Every line from the line containing "Place a point on every instance of the bride's blonde" through the final line below is to be repeated exactly; no other line is.
--- start Stored records ---
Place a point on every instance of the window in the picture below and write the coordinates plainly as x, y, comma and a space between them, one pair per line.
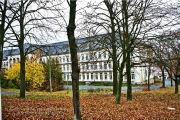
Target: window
110, 76
96, 76
83, 67
86, 56
99, 55
91, 65
17, 59
79, 76
82, 56
95, 65
105, 76
87, 76
110, 67
67, 67
60, 60
63, 58
91, 56
67, 58
105, 65
101, 77
91, 76
104, 55
132, 75
100, 65
83, 76
95, 55
67, 76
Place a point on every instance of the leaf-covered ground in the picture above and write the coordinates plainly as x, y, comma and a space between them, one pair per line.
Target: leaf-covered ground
154, 105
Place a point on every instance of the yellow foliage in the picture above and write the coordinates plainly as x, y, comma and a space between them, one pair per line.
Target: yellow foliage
13, 72
34, 73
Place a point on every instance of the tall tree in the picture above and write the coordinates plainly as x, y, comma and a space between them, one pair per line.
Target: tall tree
27, 18
6, 21
75, 68
110, 6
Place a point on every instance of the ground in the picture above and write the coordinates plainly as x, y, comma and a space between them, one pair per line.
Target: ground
146, 105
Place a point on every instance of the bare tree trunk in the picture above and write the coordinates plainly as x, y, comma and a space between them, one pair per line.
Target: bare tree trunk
163, 79
2, 32
176, 85
149, 72
119, 86
22, 54
75, 69
113, 42
128, 49
128, 72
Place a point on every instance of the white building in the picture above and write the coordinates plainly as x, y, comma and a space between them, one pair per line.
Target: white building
95, 64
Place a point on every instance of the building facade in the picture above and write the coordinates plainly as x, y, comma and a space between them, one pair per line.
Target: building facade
95, 65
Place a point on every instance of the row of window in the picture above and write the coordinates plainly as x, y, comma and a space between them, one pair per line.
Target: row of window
95, 76
81, 57
91, 76
90, 66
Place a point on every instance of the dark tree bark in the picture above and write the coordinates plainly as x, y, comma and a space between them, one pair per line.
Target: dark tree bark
2, 31
114, 51
128, 49
176, 85
75, 69
21, 49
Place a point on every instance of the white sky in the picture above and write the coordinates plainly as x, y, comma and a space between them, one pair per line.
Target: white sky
62, 36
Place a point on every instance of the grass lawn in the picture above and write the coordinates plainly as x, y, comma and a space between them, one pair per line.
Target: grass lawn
146, 105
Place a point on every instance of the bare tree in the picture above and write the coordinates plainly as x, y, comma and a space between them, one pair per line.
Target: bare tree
73, 50
6, 20
26, 21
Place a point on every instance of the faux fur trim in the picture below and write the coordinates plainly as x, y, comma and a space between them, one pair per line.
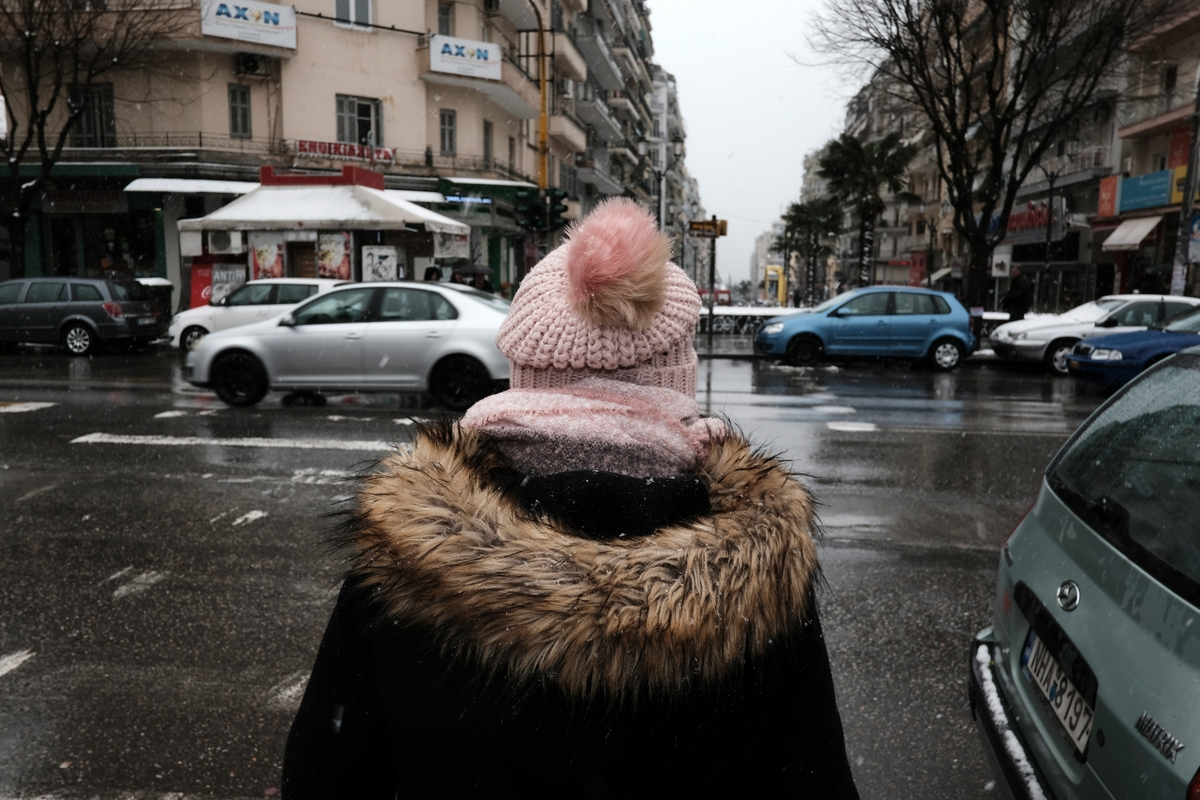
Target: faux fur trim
438, 546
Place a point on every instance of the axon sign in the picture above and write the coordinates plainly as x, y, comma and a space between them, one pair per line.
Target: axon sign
262, 23
463, 56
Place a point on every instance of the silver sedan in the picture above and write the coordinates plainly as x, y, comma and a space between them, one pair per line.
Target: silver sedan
399, 336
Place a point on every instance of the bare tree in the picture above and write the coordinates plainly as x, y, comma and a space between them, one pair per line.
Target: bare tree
53, 54
997, 82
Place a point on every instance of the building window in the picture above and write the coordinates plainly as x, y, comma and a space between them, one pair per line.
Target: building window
239, 110
449, 137
96, 126
445, 18
359, 120
353, 12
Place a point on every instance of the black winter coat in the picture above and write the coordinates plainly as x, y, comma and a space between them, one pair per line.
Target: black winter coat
582, 635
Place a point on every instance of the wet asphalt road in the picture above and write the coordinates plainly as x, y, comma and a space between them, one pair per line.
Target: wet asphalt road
163, 587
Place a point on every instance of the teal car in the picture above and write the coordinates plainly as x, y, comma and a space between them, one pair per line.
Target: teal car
882, 322
1087, 683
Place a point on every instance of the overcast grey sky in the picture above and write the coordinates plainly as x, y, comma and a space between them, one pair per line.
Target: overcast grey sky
751, 112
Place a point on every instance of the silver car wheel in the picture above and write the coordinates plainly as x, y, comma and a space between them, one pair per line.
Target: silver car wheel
78, 340
947, 355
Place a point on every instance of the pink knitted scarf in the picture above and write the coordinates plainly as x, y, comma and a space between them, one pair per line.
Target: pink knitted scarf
597, 423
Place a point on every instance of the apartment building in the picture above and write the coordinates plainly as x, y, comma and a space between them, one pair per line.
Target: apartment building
443, 98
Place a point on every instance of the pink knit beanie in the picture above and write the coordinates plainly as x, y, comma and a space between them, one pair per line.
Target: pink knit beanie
607, 302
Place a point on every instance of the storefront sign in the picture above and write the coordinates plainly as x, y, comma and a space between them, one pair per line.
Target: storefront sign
267, 254
85, 202
463, 56
226, 280
1146, 191
334, 256
343, 151
247, 20
1110, 196
451, 245
381, 264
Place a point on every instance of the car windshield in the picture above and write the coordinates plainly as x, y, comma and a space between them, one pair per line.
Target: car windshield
1187, 323
1133, 474
1092, 311
129, 290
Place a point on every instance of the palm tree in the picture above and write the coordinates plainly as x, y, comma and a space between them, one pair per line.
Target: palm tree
856, 172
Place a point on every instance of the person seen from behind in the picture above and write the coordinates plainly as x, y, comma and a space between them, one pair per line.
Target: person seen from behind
585, 588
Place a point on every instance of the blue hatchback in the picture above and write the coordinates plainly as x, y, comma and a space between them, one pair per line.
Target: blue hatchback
1116, 360
897, 322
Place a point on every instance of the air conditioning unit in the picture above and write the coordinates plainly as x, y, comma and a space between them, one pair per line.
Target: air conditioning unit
252, 65
226, 241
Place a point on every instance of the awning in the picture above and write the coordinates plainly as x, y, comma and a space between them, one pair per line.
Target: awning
190, 186
1129, 233
322, 208
417, 197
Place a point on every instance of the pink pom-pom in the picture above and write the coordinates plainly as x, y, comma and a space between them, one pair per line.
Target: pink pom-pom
616, 265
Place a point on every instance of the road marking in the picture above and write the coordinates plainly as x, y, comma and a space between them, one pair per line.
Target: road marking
246, 441
834, 409
13, 660
852, 427
288, 692
138, 584
18, 408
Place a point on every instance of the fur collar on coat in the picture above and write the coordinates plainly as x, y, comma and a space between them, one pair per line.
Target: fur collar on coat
441, 546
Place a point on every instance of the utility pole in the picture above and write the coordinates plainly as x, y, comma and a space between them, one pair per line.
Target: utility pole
1183, 240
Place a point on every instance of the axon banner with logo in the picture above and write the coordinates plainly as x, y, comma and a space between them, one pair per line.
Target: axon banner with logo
462, 56
262, 23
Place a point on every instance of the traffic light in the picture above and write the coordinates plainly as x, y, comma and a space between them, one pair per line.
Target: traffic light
556, 206
528, 210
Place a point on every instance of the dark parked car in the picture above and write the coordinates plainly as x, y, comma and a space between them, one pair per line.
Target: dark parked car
77, 313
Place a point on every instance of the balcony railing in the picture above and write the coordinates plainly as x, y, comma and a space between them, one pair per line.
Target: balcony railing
1133, 110
172, 142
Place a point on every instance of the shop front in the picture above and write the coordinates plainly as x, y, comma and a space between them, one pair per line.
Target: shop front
345, 227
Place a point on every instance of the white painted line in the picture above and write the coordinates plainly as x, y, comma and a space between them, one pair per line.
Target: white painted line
250, 516
852, 427
247, 441
18, 408
13, 660
138, 584
288, 692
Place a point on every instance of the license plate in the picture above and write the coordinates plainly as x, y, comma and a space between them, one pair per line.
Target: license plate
1063, 697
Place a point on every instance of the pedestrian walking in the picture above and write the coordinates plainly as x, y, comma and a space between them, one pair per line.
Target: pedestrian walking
1019, 298
585, 588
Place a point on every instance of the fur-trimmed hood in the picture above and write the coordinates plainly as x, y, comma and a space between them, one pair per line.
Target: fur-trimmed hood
442, 547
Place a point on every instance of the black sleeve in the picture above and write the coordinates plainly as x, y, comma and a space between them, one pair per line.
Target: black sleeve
339, 741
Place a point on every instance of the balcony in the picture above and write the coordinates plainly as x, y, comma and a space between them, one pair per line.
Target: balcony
597, 169
568, 133
516, 91
601, 64
1152, 114
568, 60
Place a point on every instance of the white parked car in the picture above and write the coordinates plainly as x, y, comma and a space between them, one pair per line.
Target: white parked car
252, 302
391, 336
1049, 340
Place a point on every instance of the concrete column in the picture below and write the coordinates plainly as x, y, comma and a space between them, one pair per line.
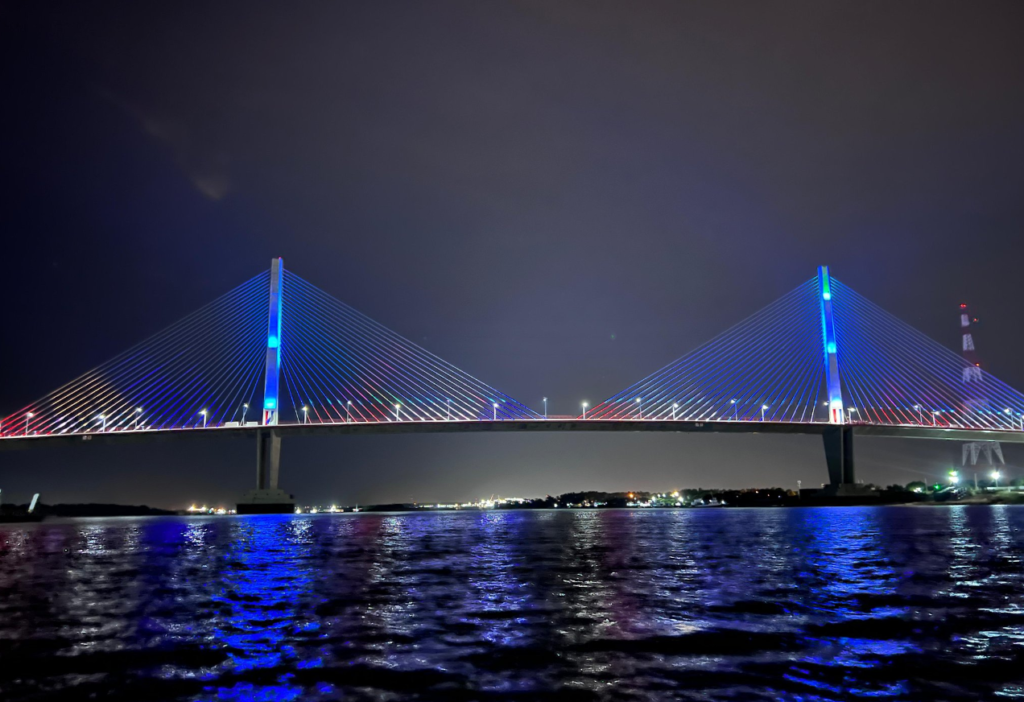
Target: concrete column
267, 459
839, 454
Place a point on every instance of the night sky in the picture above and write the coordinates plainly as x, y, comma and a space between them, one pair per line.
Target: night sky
559, 198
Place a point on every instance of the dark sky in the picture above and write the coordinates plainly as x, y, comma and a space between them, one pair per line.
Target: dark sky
558, 198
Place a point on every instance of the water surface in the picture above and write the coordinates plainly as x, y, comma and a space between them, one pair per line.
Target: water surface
798, 604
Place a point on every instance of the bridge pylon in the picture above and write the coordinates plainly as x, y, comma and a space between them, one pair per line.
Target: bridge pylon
838, 439
267, 497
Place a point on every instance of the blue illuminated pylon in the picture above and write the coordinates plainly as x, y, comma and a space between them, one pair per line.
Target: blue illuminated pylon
830, 349
270, 386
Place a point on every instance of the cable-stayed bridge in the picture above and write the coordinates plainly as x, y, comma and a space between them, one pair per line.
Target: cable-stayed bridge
279, 356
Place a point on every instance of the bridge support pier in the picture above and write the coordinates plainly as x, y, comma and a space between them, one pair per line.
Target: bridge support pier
267, 459
839, 454
267, 497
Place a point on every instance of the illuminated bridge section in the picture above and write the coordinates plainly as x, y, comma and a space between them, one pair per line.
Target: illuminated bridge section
209, 370
822, 353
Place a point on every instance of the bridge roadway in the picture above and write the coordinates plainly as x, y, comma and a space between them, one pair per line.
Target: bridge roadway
540, 425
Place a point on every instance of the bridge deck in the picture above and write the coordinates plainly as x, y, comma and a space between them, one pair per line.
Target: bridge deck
552, 425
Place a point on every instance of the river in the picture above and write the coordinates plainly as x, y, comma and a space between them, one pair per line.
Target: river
909, 603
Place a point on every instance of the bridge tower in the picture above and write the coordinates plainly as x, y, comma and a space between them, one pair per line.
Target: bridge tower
267, 497
974, 398
839, 436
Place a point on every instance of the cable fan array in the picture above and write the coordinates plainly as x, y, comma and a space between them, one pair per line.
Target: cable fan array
199, 371
206, 369
767, 367
340, 365
894, 375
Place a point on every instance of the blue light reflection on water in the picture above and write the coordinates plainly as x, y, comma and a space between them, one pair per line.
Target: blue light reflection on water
828, 604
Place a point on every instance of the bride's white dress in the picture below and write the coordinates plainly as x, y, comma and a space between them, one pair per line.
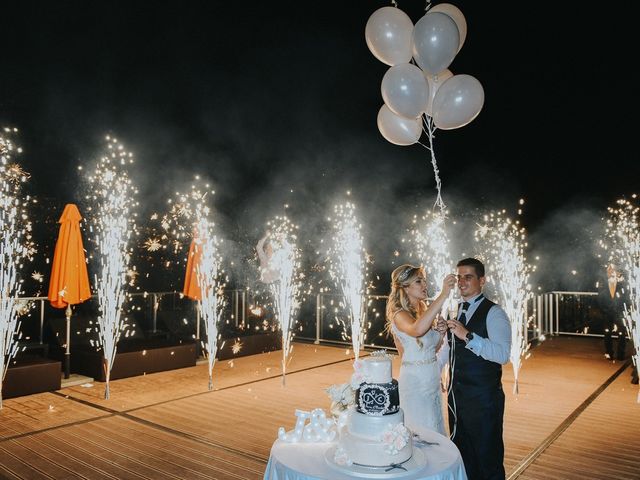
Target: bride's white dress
419, 382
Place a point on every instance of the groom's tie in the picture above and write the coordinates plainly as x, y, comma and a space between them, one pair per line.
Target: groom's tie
463, 315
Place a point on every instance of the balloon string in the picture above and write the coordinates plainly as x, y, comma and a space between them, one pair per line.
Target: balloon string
430, 130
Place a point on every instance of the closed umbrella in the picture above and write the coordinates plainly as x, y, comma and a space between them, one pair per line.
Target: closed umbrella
69, 280
191, 286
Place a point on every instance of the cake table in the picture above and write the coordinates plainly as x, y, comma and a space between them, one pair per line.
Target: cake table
308, 461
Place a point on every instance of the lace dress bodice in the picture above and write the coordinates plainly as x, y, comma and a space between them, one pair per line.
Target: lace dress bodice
417, 348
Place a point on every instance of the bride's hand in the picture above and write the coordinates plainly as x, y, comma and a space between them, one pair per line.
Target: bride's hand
449, 283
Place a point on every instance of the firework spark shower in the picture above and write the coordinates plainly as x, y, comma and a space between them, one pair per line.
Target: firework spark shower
112, 223
503, 242
15, 246
623, 239
192, 209
284, 261
348, 260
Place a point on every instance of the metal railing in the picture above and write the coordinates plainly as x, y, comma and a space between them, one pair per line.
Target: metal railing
548, 313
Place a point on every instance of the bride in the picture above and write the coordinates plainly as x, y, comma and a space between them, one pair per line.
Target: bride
411, 323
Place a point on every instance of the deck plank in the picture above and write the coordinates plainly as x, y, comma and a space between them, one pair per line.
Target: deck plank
168, 425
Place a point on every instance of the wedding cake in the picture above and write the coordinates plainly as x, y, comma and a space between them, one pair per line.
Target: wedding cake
374, 434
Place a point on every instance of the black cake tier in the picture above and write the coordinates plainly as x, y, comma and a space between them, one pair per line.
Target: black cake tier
378, 398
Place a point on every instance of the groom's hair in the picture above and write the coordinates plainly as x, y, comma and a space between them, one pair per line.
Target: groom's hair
477, 265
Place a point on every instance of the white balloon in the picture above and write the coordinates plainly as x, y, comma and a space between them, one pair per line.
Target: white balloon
435, 81
388, 35
405, 90
398, 130
435, 42
456, 15
457, 102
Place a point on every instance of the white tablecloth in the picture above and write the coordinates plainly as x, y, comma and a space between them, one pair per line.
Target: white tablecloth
306, 461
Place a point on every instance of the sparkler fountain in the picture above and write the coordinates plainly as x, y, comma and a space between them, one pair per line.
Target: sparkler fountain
285, 263
504, 241
348, 269
15, 246
623, 238
112, 223
188, 215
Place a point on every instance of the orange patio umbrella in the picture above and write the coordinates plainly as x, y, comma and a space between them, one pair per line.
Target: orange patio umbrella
191, 286
69, 280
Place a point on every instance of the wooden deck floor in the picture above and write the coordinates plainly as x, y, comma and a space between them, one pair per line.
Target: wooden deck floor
576, 416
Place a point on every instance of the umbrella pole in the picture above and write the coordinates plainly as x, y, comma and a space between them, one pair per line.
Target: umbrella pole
67, 353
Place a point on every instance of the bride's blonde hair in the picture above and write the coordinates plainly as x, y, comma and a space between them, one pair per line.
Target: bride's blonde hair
398, 299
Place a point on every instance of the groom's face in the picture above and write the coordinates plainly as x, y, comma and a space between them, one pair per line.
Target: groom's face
469, 283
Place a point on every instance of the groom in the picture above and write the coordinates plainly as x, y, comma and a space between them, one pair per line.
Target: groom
481, 345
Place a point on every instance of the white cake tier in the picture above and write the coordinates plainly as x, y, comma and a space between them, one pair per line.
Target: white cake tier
377, 369
369, 426
373, 453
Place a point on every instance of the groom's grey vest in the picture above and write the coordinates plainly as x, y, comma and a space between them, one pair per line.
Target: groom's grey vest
473, 375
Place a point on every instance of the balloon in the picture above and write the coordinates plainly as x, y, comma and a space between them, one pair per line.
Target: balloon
398, 130
456, 15
388, 35
435, 42
405, 90
457, 102
435, 81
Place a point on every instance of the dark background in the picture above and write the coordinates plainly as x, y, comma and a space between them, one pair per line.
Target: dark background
276, 104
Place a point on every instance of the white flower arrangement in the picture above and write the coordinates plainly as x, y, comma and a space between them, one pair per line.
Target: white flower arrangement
341, 458
342, 397
395, 439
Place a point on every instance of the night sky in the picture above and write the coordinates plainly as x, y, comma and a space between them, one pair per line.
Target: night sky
276, 103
--- end Stored records ---
[Result]
Place a point on every instance of the bride's blonde hair in the picture above and write the coordinates plainly as x, y, comma and a space between them, one pair per line.
Target: bride's blonde hair
398, 299
Place a point on every instance of the groom's face in the picture above and write the coordinates plainly as x, y, comma and a space between them, one pair per line.
Target: groom's face
469, 283
Place a point on every instance of the groom in the picture above and write the coordinates plainly as x, y, comma and a space between them, one pair per line.
Target: groom
481, 345
Place a point on every instance of the white cake tier in the picture above and write the coordinates plainly as x, y, comma and a space between them, one pair per line.
Target: white cake tier
377, 369
369, 426
373, 453
Place a point on every instance of the groom's grey vest in the picture above and write the coordinates plainly as x, y, comma and a space between them, one pair per line.
Target: groom's grey vest
473, 375
Place a point on every instance of the balloon in the picture above and write the coordinates plainly as x, y, comma and a space between them, one pair per line.
Target: balloon
398, 130
456, 15
388, 35
435, 42
405, 90
457, 102
435, 81
Place a point on every instance of the dark background in the picture above and write the coordinates plainly as x, y, comma and a space between them, one pair per line.
Target: dark background
276, 104
Place a point on every instance of the white flower arrangement in the picture above and write the coordinates plainly as x, y, comma and a space between them, one pair per line.
Target: white flower arrangement
341, 458
342, 397
395, 439
Place a point on every instance of the night sky in the picture above and write the coordinates plainly as x, y, comma and a space between them, one pair per line.
Target: night sky
276, 103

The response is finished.